**Directive:** Count the lines of the records that contain the word "describes", matching case exactly. Reply with the number only.
---*---
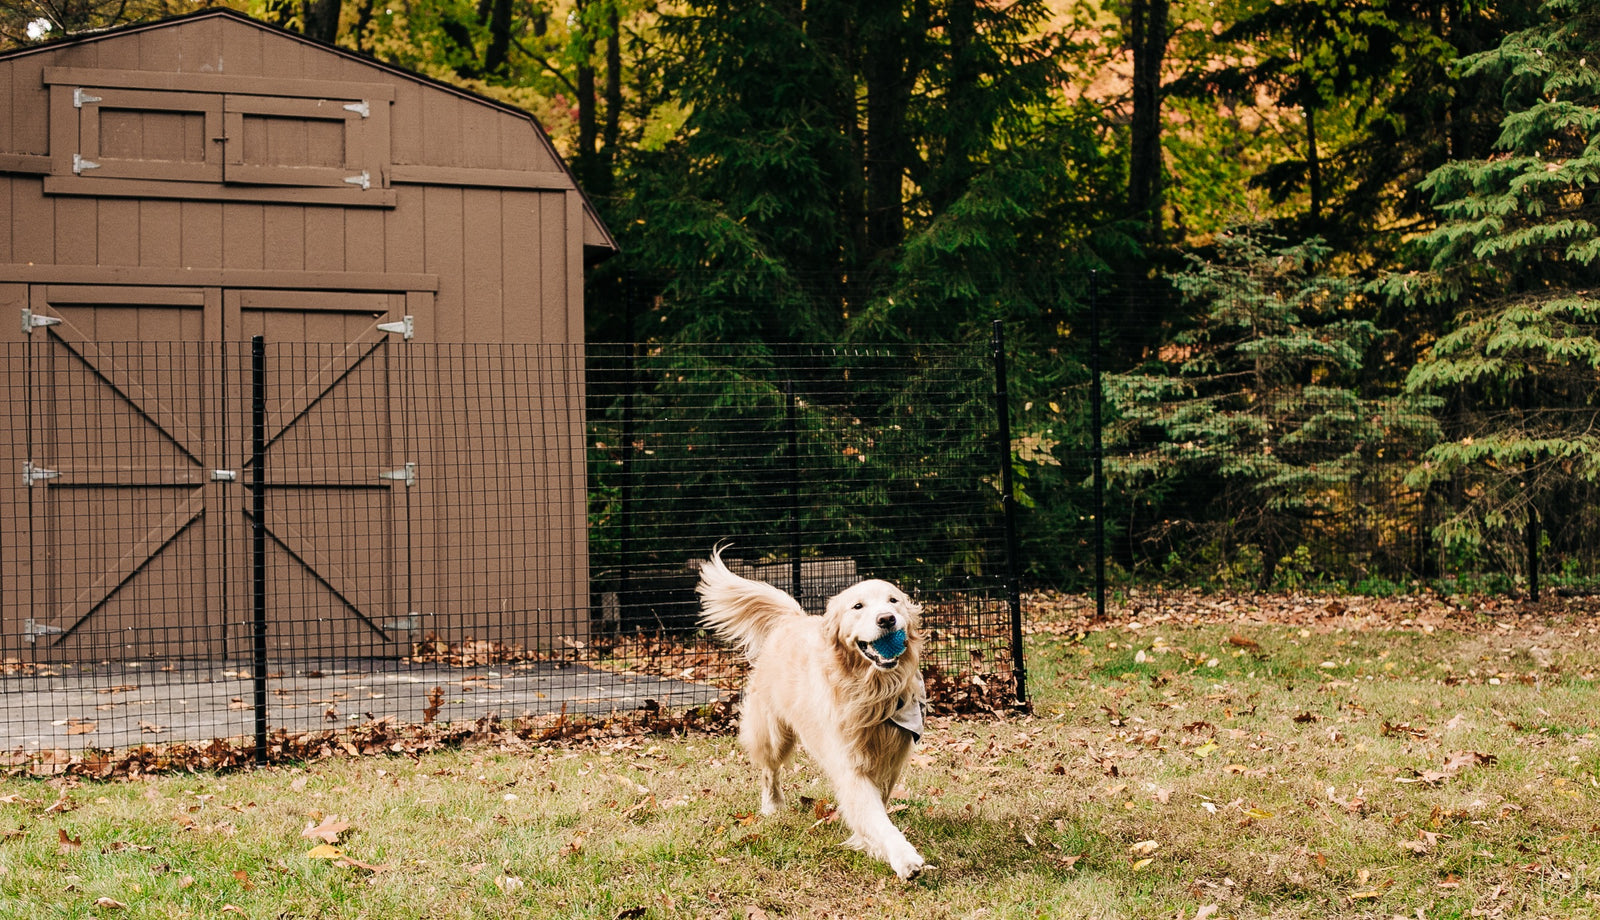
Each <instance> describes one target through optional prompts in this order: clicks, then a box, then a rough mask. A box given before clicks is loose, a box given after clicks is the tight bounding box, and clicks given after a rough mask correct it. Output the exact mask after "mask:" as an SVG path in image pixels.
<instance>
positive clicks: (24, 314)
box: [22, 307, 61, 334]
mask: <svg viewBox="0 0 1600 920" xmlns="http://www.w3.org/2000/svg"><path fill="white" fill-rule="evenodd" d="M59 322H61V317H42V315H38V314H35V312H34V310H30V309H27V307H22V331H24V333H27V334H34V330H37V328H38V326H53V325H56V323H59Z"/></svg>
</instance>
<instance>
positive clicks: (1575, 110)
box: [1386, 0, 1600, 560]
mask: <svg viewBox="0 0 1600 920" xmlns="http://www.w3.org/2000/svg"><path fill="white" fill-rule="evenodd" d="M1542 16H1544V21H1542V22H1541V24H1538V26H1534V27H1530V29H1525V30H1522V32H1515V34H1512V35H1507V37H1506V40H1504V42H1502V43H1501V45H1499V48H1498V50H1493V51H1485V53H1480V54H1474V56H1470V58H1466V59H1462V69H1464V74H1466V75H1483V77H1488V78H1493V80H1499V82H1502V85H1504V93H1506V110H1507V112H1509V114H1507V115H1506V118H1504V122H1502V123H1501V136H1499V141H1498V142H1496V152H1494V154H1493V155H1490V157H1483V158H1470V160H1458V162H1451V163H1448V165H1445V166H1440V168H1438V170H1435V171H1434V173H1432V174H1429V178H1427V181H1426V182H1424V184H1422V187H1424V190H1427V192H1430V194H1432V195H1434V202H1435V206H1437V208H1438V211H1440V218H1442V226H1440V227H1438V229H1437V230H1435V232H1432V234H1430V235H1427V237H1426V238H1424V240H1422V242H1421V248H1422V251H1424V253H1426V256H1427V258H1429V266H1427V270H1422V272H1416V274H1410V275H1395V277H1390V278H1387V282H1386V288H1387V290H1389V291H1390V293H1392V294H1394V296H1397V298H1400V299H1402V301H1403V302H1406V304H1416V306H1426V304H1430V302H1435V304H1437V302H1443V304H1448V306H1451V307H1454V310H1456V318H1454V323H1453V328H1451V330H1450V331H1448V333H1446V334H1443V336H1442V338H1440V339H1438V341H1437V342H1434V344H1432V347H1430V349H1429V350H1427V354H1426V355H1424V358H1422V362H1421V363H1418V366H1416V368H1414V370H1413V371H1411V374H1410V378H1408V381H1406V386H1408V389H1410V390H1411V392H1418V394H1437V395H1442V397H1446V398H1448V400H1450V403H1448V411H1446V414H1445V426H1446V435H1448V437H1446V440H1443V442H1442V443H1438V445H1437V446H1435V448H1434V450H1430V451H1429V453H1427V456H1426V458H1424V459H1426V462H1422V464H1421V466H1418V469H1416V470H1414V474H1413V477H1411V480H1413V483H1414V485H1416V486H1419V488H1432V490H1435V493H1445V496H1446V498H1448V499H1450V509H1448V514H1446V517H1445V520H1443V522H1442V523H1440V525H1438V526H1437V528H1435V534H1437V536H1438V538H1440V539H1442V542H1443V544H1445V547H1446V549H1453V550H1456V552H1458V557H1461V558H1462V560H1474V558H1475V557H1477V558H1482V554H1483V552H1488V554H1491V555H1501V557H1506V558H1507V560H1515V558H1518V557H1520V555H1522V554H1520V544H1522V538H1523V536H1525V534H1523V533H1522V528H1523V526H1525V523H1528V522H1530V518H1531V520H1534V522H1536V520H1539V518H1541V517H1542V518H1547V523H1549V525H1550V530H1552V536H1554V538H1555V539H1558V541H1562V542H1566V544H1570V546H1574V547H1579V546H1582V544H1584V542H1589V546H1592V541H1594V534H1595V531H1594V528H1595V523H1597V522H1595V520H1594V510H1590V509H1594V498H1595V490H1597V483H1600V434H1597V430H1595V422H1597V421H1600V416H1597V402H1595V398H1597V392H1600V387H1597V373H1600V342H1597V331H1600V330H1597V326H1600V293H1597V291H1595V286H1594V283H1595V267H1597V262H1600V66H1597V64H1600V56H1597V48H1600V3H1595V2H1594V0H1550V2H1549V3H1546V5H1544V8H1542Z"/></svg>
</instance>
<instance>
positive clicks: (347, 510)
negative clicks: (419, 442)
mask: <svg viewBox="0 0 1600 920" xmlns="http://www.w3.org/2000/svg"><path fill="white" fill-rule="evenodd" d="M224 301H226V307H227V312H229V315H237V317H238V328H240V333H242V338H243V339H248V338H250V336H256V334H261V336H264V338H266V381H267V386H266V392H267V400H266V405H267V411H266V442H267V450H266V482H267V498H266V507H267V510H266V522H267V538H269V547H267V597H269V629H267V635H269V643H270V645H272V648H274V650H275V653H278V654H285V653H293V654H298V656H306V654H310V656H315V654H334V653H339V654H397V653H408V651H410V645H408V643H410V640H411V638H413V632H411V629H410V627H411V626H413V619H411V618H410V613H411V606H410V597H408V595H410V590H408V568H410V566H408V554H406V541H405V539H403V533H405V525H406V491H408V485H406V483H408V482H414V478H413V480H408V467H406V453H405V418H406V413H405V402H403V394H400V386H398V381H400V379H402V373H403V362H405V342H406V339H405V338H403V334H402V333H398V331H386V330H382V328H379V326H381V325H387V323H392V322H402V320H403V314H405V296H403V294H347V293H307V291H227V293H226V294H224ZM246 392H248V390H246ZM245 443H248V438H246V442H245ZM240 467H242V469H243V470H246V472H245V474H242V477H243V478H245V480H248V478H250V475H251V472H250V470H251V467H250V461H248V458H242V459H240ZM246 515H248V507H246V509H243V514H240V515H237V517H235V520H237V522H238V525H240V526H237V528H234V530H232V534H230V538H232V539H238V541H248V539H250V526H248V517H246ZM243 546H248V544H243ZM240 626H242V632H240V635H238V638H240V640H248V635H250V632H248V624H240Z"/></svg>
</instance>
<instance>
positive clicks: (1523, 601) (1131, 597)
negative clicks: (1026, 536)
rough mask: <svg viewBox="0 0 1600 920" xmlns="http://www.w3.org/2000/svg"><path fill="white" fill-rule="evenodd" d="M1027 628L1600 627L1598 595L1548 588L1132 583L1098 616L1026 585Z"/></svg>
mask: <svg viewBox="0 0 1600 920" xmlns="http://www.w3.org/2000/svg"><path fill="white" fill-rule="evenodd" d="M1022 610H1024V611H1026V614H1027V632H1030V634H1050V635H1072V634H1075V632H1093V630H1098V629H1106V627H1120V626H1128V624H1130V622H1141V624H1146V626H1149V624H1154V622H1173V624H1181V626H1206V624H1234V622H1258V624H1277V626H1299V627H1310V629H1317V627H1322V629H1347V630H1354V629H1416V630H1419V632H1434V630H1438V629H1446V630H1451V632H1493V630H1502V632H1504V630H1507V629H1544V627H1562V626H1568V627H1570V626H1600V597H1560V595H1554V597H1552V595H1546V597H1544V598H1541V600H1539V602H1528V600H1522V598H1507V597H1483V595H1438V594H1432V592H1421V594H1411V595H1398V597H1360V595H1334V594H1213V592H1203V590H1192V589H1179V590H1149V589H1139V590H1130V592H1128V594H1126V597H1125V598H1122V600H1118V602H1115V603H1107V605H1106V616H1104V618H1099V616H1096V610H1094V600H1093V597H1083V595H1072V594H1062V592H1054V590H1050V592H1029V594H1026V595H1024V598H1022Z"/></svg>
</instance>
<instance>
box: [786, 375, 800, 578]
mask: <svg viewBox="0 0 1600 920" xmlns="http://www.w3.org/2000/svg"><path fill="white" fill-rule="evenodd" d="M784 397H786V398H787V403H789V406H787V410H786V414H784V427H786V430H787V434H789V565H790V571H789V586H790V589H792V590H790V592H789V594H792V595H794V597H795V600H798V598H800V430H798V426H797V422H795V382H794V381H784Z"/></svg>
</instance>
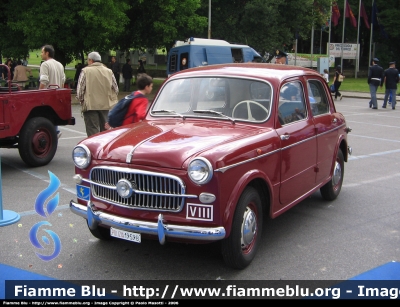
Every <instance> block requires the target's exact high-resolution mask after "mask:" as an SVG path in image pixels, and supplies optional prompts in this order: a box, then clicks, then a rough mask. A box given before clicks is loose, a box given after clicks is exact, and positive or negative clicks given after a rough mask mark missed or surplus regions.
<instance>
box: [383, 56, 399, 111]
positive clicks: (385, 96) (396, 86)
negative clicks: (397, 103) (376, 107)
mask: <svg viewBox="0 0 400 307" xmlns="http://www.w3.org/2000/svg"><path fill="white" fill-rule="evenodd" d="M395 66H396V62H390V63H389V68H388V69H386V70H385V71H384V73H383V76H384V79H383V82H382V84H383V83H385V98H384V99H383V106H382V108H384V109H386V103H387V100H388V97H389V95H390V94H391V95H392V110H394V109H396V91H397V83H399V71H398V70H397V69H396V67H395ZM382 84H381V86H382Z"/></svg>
---*---
**Response to the exercise:** 1